*** MATERIAL PROVIDED ***

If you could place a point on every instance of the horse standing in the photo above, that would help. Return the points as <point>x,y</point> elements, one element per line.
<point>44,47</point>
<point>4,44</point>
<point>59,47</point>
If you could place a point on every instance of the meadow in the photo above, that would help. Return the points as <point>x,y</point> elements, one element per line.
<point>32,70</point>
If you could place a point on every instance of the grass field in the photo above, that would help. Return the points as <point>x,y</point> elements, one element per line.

***

**WHAT TO PRODUCE**.
Rewrite every row above, requests included, and add -13 to each point coordinate in the answers.

**EXPECTED ANSWER**.
If you could place a point on every instance of the horse standing in the photo above, that would help. Return the points as <point>x,y</point> elements, one element per line.
<point>31,34</point>
<point>-9,31</point>
<point>46,34</point>
If you could place a point on every instance of the meadow in the photo above, that would help. Return the points as <point>x,y</point> elements, one element per line.
<point>19,57</point>
If you could place a point on every instance of the grass field in the photo above, that would help. Return the points as <point>x,y</point> elements, one element per line.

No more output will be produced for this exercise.